- [OP TE LOSSEN]
Zet de regels die beginnen bij de regel met "One point lands on each instance of the paved" en eindigen bij de regel met "One point lands on each instance of the boy's sneaker;", allebei meegerekend, om in een genummerde lijst. Laat lege regels weg en neem verder niets op.

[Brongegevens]
####
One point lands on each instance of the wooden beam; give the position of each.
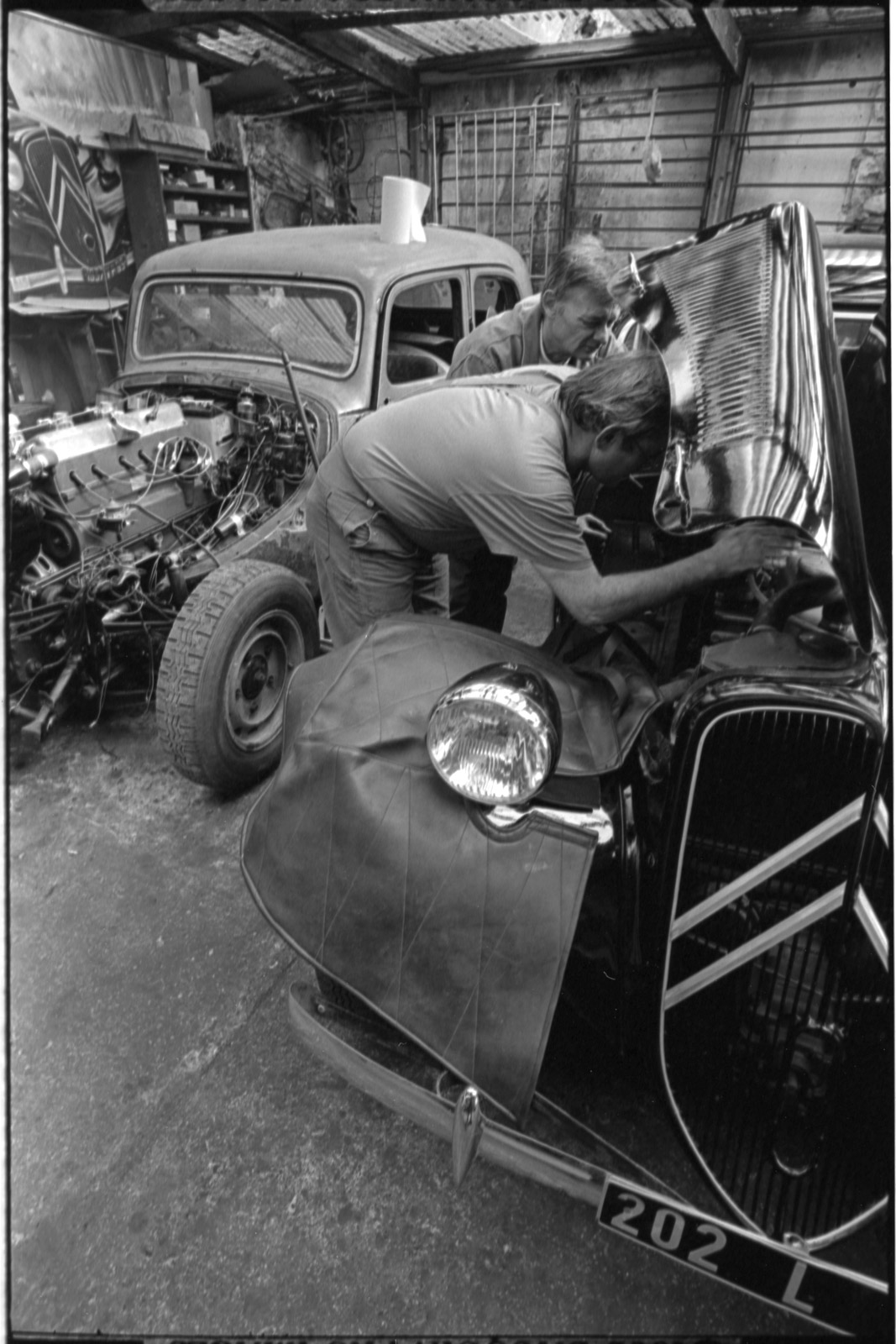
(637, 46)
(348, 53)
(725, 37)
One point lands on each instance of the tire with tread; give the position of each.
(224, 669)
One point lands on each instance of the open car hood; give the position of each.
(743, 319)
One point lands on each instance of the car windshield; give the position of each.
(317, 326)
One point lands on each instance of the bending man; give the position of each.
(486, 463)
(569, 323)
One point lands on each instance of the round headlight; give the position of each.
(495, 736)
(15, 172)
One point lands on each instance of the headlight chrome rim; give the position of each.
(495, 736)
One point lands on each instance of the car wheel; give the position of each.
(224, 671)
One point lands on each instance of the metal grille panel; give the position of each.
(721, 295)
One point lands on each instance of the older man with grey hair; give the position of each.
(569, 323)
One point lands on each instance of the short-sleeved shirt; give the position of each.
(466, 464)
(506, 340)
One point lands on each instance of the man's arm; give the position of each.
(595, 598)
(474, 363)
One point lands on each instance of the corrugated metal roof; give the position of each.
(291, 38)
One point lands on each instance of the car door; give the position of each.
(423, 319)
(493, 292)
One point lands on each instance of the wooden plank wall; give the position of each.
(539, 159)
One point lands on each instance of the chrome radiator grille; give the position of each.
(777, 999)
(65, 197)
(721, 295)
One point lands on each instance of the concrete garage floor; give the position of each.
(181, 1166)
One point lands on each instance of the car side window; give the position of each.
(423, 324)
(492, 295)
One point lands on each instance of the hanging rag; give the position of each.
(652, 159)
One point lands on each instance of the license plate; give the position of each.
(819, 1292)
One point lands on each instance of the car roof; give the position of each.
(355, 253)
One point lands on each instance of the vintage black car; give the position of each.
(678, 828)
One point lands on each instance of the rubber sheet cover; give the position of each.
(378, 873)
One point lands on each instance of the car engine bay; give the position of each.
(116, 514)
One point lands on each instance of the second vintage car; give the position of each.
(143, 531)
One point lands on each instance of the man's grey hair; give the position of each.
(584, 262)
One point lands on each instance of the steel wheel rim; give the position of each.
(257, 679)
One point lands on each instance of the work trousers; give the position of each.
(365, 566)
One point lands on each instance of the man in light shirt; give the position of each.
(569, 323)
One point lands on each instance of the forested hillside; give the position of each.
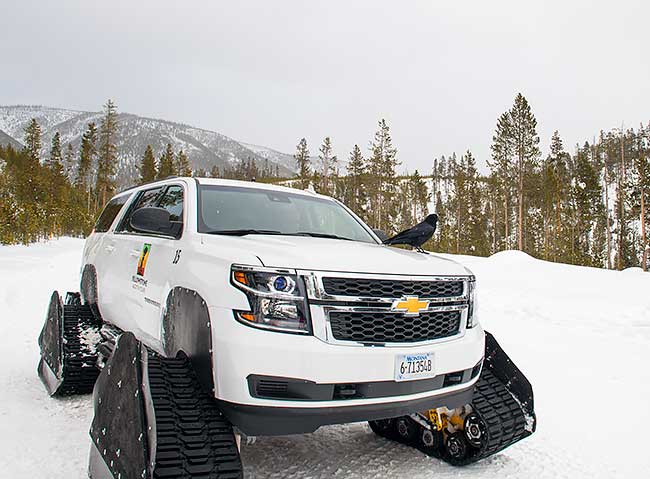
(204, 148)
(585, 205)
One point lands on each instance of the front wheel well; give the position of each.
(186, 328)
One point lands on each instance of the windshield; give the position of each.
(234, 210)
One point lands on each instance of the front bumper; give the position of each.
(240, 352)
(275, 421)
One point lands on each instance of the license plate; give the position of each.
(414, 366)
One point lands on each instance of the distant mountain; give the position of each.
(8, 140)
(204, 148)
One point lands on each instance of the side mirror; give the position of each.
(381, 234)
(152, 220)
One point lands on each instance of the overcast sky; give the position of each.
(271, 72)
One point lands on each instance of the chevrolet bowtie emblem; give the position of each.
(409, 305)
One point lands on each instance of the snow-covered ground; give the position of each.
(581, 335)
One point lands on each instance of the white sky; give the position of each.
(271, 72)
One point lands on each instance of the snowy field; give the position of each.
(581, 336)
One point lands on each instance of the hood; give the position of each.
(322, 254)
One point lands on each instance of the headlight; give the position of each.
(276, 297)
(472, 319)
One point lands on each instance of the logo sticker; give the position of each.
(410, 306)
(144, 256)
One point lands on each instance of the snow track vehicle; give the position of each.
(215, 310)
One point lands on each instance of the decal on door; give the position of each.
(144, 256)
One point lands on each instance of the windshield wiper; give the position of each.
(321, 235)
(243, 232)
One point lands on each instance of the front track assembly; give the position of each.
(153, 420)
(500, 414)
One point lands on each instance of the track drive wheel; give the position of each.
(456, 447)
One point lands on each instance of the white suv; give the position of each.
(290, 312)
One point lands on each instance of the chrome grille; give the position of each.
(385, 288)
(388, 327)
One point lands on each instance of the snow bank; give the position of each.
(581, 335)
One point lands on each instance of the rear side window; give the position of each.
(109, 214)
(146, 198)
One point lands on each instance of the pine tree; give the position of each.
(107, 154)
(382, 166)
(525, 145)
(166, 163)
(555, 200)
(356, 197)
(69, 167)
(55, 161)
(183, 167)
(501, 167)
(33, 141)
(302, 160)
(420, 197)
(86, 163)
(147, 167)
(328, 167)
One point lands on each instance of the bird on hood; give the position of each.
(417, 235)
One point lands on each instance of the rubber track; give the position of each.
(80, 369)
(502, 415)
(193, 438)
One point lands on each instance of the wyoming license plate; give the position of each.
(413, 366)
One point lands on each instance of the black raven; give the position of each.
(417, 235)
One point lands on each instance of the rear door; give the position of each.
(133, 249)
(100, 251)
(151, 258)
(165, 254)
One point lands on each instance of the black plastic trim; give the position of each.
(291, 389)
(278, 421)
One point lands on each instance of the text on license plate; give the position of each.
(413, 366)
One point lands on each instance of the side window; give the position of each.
####
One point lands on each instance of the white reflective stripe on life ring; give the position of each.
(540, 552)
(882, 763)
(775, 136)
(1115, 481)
####
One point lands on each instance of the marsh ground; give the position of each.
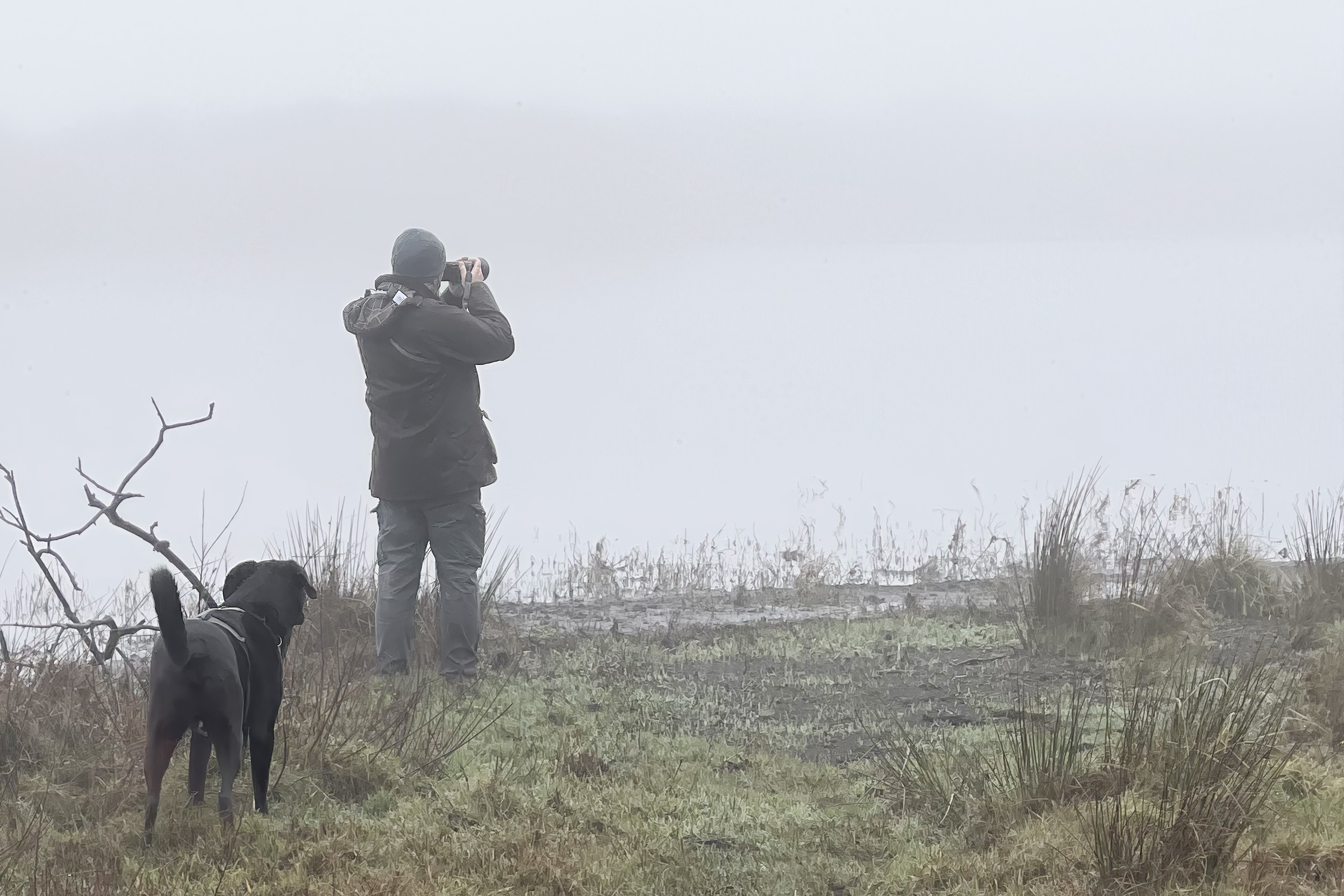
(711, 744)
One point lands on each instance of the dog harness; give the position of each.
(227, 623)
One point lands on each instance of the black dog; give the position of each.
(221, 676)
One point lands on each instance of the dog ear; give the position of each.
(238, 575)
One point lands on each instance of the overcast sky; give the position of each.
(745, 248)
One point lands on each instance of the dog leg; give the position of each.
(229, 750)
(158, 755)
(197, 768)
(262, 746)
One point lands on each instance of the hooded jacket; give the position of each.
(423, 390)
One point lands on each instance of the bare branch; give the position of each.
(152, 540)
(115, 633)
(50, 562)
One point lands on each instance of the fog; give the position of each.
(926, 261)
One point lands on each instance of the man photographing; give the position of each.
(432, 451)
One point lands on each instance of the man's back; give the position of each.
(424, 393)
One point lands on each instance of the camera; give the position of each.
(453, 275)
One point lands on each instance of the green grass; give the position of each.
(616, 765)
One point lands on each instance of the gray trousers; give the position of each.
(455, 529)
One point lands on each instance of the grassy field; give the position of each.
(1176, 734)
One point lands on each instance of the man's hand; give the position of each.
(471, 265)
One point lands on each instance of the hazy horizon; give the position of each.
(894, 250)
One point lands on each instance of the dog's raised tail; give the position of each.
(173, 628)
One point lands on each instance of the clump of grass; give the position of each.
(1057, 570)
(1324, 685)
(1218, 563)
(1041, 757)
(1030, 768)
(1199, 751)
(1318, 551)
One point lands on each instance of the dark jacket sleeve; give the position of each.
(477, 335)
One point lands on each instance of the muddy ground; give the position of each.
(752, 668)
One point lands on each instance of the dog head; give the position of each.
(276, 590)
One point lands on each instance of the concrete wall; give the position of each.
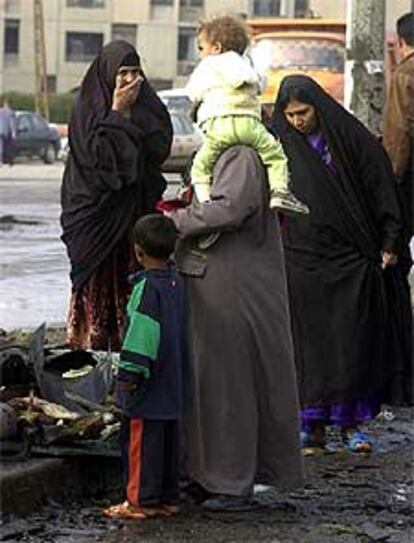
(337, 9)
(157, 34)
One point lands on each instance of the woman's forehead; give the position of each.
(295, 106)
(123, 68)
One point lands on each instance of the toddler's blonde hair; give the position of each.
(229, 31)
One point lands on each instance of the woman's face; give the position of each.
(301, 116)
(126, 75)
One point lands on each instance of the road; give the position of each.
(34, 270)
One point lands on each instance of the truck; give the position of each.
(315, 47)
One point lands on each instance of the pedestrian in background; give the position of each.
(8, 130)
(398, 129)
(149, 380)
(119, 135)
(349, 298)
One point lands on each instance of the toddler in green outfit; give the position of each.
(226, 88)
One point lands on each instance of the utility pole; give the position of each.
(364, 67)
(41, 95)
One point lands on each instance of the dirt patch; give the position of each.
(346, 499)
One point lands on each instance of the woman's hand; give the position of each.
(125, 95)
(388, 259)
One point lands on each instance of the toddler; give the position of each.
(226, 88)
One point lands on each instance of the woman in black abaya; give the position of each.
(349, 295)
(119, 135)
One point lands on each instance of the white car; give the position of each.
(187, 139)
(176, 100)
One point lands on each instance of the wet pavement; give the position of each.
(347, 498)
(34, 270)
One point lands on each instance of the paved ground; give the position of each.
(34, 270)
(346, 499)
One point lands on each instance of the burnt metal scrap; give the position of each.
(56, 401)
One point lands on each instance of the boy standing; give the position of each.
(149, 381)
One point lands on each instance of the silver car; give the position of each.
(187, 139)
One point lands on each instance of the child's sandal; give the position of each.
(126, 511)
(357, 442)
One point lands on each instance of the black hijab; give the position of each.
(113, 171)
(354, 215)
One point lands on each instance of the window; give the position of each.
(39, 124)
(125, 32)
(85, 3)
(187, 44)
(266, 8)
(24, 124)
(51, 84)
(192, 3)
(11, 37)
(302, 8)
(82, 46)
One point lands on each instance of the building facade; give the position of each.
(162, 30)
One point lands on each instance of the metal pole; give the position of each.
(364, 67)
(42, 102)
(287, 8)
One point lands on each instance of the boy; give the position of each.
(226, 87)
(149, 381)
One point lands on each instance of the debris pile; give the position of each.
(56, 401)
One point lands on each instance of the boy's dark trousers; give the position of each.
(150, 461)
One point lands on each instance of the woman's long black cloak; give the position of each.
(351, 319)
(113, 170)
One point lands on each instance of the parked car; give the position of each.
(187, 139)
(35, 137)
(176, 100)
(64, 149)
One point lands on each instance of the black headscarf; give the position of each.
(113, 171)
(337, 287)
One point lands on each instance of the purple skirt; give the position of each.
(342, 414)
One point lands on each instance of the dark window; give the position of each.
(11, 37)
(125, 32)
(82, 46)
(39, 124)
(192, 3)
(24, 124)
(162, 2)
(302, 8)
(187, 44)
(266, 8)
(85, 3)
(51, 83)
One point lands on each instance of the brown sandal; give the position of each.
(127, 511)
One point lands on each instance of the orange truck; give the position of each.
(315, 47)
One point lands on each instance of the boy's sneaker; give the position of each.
####
- [UITGEWERKT ANTWOORD]
1. One point lands on each instance of the paved ground; give the position of each.
2. (34, 270)
3. (346, 499)
4. One point lands on each instance of the burnt metal scrap; give the position of each.
5. (56, 401)
6. One point lands on each instance of the boy standing; give the position of each.
7. (149, 381)
8. One point lands on each instance of the silver car; give the position of each.
9. (187, 139)
10. One point lands on each instance of the child's sandal; give the position of each.
11. (126, 511)
12. (357, 442)
13. One point lands on each instance of the black hijab; give the position of each.
14. (113, 171)
15. (354, 215)
16. One point lands on each instance of the window; give the position of each.
17. (39, 124)
18. (125, 32)
19. (85, 3)
20. (187, 44)
21. (266, 8)
22. (24, 124)
23. (51, 84)
24. (192, 3)
25. (11, 37)
26. (302, 8)
27. (82, 46)
28. One point lands on each instance of the building facade; give the position of each.
29. (162, 30)
30. One point lands on each instance of the metal pole; give the position of each.
31. (364, 67)
32. (42, 102)
33. (287, 8)
34. One point lands on each instance of the boy; give the position of each.
35. (226, 87)
36. (149, 381)
37. One point lands on each instance of the debris pile; give the position of each.
38. (56, 401)
39. One point lands on each instance of the boy's dark trousers; give the position of each.
40. (150, 461)
41. One point lands on each instance of the woman's long black cloak; give the position of each.
42. (351, 319)
43. (113, 170)
44. One point lands on each instance of the parked car; give the position of each.
45. (187, 139)
46. (35, 137)
47. (176, 100)
48. (64, 149)
49. One point lands on each instance of the black headscarf; give the position of each.
50. (113, 171)
51. (337, 287)
52. One point lands on each instance of the purple skirt; give the position of each.
53. (342, 414)
54. One point lands on each instance of the dark window; give the position of each.
55. (11, 37)
56. (125, 32)
57. (82, 46)
58. (39, 124)
59. (192, 3)
60. (24, 124)
61. (162, 2)
62. (302, 8)
63. (187, 44)
64. (266, 8)
65. (85, 3)
66. (51, 83)
67. One point lands on each instance of the brown sandal; give the position of each.
68. (127, 511)
69. One point lands on each instance of the orange truck; give the position of each.
70. (315, 47)
71. One point lands on each instance of the boy's sneaker; give the position of each.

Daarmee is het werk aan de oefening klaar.